Update the data from the line containing "Where can you spot the microphone windscreen" through the line containing "column 29, row 47" by changing "black satin lapel" to "satin lapel" and leaving everything else as it is. Return only those lines.

[begin Data provided]

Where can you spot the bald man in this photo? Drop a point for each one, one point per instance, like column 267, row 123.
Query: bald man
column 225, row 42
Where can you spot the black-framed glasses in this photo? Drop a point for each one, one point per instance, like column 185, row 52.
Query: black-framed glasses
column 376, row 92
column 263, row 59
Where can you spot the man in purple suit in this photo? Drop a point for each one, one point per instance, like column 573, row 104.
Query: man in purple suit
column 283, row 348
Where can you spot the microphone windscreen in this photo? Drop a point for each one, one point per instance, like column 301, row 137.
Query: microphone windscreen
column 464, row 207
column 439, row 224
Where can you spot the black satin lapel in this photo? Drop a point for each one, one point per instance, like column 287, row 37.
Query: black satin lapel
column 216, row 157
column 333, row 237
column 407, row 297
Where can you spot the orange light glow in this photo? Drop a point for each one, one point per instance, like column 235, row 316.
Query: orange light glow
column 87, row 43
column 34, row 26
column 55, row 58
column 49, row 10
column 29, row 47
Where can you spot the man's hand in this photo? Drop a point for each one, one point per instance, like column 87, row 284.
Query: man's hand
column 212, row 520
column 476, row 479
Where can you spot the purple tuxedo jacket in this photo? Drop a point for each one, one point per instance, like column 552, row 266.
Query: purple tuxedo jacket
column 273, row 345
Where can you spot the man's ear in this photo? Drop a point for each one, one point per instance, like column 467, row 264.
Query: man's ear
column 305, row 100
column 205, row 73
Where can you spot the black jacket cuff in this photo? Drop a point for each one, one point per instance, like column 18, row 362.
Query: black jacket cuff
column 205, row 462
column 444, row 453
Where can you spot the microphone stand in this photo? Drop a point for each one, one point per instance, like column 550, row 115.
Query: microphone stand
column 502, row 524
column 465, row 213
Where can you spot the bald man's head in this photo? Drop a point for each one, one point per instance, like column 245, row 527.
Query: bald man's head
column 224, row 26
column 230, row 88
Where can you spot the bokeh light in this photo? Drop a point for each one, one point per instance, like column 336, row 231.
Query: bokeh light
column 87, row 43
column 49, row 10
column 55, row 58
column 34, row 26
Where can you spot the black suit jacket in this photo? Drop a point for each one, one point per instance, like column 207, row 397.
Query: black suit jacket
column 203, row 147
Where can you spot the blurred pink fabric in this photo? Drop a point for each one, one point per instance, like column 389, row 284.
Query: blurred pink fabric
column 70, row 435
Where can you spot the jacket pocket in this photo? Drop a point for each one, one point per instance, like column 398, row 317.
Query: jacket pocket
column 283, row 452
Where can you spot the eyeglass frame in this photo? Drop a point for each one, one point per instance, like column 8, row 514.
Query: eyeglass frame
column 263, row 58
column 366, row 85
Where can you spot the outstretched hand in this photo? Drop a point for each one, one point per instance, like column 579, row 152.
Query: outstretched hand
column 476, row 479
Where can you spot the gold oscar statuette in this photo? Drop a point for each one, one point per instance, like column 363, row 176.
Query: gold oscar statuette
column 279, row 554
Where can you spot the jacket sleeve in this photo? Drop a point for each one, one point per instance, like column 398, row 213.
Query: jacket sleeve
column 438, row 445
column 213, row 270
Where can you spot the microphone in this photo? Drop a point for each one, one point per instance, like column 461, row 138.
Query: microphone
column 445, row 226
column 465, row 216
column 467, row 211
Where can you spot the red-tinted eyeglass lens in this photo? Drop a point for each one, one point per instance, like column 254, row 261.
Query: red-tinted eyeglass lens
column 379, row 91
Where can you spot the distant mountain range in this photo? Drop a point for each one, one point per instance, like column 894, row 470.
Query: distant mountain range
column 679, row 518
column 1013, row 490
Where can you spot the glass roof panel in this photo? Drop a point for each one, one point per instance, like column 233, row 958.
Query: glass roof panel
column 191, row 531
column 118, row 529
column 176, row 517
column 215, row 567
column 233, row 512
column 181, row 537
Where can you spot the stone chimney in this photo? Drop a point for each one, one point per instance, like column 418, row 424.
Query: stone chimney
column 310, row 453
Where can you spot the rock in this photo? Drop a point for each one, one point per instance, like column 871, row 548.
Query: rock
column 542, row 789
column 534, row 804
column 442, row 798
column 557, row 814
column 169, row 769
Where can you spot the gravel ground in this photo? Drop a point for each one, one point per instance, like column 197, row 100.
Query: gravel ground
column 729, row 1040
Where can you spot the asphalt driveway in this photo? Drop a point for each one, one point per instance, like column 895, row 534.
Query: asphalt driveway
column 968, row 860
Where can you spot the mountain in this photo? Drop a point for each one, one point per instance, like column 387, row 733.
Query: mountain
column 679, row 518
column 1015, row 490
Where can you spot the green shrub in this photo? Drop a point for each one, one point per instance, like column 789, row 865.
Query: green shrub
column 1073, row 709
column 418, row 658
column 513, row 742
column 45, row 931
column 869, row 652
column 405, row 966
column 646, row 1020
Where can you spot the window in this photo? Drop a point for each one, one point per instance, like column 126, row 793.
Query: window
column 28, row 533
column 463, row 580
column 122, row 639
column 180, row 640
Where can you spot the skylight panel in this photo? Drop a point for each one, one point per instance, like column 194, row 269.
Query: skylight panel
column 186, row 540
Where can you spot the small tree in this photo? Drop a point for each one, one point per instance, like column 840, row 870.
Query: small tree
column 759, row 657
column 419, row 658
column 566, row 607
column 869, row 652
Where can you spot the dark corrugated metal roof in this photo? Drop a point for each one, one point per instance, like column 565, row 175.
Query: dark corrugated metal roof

[end Data provided]

*Full answer*
Where can you spot the microphone windscreen in this photo? Drop a point for each one, one point per instance, like column 301, row 137.
Query: microphone windscreen
column 464, row 207
column 439, row 224
Where can you spot the satin lapel in this photo? Drop a point for each one, one point per instance, like column 287, row 37.
Query: satin lapel
column 216, row 157
column 333, row 237
column 407, row 297
Where can you spot the orange light glow in this photo? Drop a point for each one, one point per instance, like column 235, row 316.
Query: orange light glow
column 87, row 43
column 34, row 26
column 55, row 58
column 49, row 10
column 29, row 47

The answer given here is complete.